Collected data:
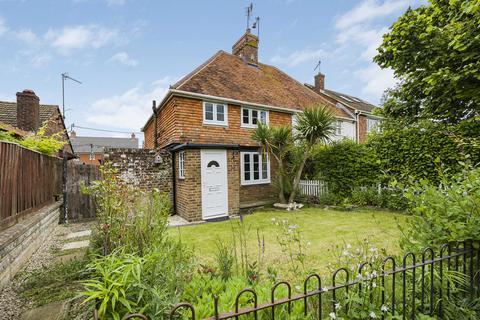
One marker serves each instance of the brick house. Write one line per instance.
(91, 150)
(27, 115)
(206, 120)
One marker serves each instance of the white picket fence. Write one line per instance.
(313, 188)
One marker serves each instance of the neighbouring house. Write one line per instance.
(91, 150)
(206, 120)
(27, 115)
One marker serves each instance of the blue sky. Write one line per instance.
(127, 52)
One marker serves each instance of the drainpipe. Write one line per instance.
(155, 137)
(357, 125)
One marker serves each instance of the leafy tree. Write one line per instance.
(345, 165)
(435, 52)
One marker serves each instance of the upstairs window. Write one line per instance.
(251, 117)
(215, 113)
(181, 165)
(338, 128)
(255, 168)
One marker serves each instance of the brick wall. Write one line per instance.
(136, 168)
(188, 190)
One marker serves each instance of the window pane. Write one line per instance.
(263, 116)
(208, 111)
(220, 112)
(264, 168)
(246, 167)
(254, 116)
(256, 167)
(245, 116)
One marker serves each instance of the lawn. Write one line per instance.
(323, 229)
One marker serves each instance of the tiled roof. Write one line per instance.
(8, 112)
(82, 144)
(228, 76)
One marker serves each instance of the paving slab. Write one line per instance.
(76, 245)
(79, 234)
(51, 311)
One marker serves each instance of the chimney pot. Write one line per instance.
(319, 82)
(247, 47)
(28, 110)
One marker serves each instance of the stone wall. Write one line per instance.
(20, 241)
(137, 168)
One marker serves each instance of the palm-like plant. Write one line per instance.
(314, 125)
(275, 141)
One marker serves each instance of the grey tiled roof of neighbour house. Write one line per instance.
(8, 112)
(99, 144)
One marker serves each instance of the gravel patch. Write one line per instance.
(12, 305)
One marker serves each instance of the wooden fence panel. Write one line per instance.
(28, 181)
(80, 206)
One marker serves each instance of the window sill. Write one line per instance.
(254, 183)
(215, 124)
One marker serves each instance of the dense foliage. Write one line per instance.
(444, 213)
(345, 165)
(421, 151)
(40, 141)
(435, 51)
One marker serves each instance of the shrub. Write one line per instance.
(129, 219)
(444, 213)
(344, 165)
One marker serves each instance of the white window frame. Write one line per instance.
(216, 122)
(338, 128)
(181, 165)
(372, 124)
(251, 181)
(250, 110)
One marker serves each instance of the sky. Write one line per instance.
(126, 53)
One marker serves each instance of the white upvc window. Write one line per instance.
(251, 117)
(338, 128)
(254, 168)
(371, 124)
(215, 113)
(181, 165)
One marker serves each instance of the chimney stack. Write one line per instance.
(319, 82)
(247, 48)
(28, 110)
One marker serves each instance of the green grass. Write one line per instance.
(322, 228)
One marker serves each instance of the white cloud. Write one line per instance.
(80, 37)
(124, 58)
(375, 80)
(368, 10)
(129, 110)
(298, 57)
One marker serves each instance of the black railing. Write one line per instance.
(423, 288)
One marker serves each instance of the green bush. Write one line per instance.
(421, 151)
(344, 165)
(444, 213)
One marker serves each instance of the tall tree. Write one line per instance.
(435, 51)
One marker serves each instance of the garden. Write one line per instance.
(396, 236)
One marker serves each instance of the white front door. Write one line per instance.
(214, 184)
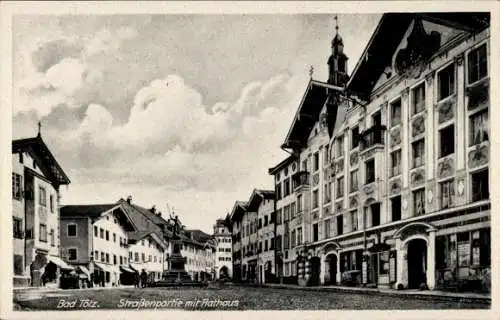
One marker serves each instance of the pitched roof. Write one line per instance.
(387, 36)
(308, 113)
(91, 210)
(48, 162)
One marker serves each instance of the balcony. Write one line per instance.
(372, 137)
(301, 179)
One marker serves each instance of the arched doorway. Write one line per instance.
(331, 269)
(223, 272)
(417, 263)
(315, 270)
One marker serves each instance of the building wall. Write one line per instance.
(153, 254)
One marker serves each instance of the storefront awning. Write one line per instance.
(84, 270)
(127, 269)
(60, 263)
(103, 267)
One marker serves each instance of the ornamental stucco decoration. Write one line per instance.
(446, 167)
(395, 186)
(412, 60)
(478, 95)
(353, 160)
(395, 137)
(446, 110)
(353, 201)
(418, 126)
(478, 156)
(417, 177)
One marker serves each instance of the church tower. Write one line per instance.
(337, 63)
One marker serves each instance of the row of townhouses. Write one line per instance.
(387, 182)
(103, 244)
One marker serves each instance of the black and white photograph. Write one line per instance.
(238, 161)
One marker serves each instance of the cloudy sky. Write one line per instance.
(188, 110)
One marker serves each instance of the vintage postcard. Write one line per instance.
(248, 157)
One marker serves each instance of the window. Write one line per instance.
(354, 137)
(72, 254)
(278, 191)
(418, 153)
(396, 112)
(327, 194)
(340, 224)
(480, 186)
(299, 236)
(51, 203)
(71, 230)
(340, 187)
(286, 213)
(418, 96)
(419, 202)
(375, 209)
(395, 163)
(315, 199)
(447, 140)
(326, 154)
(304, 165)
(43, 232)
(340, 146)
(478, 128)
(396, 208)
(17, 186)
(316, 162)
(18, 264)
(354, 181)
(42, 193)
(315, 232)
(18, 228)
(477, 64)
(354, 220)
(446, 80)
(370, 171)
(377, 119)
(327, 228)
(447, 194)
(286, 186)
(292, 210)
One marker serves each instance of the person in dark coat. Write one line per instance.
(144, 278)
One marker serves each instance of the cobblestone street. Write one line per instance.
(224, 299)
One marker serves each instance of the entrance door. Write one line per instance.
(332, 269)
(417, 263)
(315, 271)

→ **WORK INSTRUCTIONS**
Copy all the entries above exactly as they stand, except for the pictures.

→ **ANSWER SECTION**
One marker serves each instance of the brick house. Write one line per instance.
(91, 150)
(27, 115)
(206, 120)
One marker serves each instance of the white picket fence. Write one line per instance.
(313, 188)
One marker serves each instance of the neighbouring house. Write one line per instance.
(91, 150)
(206, 120)
(27, 115)
One marker serves each instance of the blue sky. Write one line per instance.
(127, 52)
One marker serves each instance of the drainpipe. Write one line per instance.
(155, 137)
(357, 125)
One marker serves each instance of the leafy tree. Write one line per instance.
(345, 165)
(435, 52)
One marker serves each instance of the upstairs window. Write one line per instance.
(251, 117)
(215, 113)
(181, 165)
(338, 128)
(255, 168)
One marker serves each instance of the brick wall. Write one line per instance.
(136, 168)
(188, 190)
One marker serves each instance of the window pane. Write one line per instance.
(263, 116)
(208, 111)
(220, 112)
(264, 168)
(246, 167)
(254, 116)
(256, 167)
(245, 116)
One marker serves each instance of the lawn. Write one line per instance.
(323, 229)
One marker serves each instance of the tiled roof. Write one line per instance.
(8, 112)
(82, 144)
(228, 76)
One marker serves each instance of the paving slab. Write one line per instance.
(76, 245)
(79, 234)
(51, 311)
One marker serves each instance of the chimney pot. Write one line per instance.
(319, 82)
(247, 47)
(28, 110)
One marker serves each instance of the stone wall. Write one line per instance.
(20, 241)
(137, 168)
One marker serves each instance of the palm-like plant. Write one line per instance.
(314, 125)
(275, 141)
One marker serves each instance of the grey tiled roof of neighbour house. Write one line per instance.
(8, 112)
(99, 144)
One marker serves each instance of the gravel patch. Write one line per instance.
(12, 305)
One marker serves each instance of the wooden fence panel. Write one line per instance.
(28, 181)
(80, 206)
One marker serves each instance of the window sill. Write one line per instance.
(254, 183)
(215, 124)
One marker serves each instance of the dense foliage. Write one line per instance.
(444, 213)
(345, 165)
(421, 151)
(40, 141)
(435, 51)
One marker serves each instance of the shrub. Write one line per instance.
(129, 219)
(444, 213)
(344, 165)
One marker serves each instance of the white window frame. Write one line per instance.
(216, 122)
(338, 128)
(181, 165)
(372, 124)
(251, 181)
(250, 110)
One marker serves each instance of the sky. Write one line per instance.
(126, 53)
One marker serves each instance of the white upvc window. Write one line per instance.
(251, 117)
(338, 128)
(254, 168)
(371, 124)
(215, 113)
(181, 165)
One marker serves each instance of the chimney stack. Write one line per instance.
(319, 82)
(247, 48)
(28, 110)
One marker serves each instance of the green grass. Write one line per instance.
(322, 228)
One marker serves each instance of the white cloud. Write one line per instance.
(80, 37)
(124, 58)
(375, 80)
(368, 10)
(129, 110)
(298, 57)
One marker serves each instance of the black railing. Write one line per instance.
(423, 288)
One marker serves each instance of the green bush. Write one line per instance.
(421, 151)
(344, 165)
(444, 213)
One marker serves each instance of the tall tree. Write one line per instance.
(435, 51)
One marker serves each instance of the garden. Write one line per instance.
(396, 236)
One marker serves each instance of the white front door. Write one line per instance.
(214, 184)
One marker serves each instance of the pitched roof. Write one line per instance.
(387, 36)
(308, 113)
(91, 210)
(48, 162)
One marker serves each instance of the balcony. Write one line per instance.
(372, 137)
(301, 179)
One marker serves each instance of the arched doorway. Write one line per instance.
(331, 269)
(223, 272)
(417, 263)
(315, 270)
One marker serves each instance of the building wall. Write one line per instance.
(153, 254)
One marker serves each instance of the storefront awning. Write one line per instance.
(84, 270)
(127, 269)
(60, 263)
(103, 267)
One marker serves each instance of the ornamental stucco decoration. Write one line per instance.
(446, 167)
(395, 186)
(412, 60)
(478, 95)
(353, 160)
(395, 137)
(446, 110)
(353, 201)
(418, 126)
(478, 156)
(417, 177)
One marker serves each instance of the church tower. Write one line per instance.
(337, 63)
One marker serves each instance of the row of townhouses. Write one line per instance.
(387, 182)
(103, 244)
One marker serves each instance of the black and white photograph. Write one line per instance.
(238, 161)
One marker serves each instance of the cloudy sky. Write one line per instance.
(188, 110)
One marker serves each instance of the vintage postcard. Write one line per instance.
(248, 157)
One marker serves each instance of the window. Write one line per instance.
(354, 137)
(72, 254)
(278, 191)
(418, 153)
(396, 112)
(327, 194)
(340, 224)
(480, 186)
(299, 236)
(51, 203)
(71, 230)
(340, 187)
(286, 213)
(418, 96)
(419, 202)
(375, 209)
(395, 163)
(315, 199)
(447, 140)
(326, 154)
(304, 165)
(43, 232)
(340, 146)
(478, 128)
(396, 208)
(17, 186)
(316, 162)
(18, 264)
(354, 181)
(42, 193)
(315, 232)
(18, 228)
(477, 64)
(354, 220)
(446, 80)
(370, 171)
(377, 119)
(327, 228)
(447, 194)
(286, 186)
(292, 210)
One marker serves each instance of the person in dark coat. Write one line per instance.
(144, 278)
One marker serves each instance of the cobblestone street. Write one line per instance.
(224, 299)
One marker serves each instance of the entrance door. Write one line per instance.
(332, 269)
(417, 263)
(315, 271)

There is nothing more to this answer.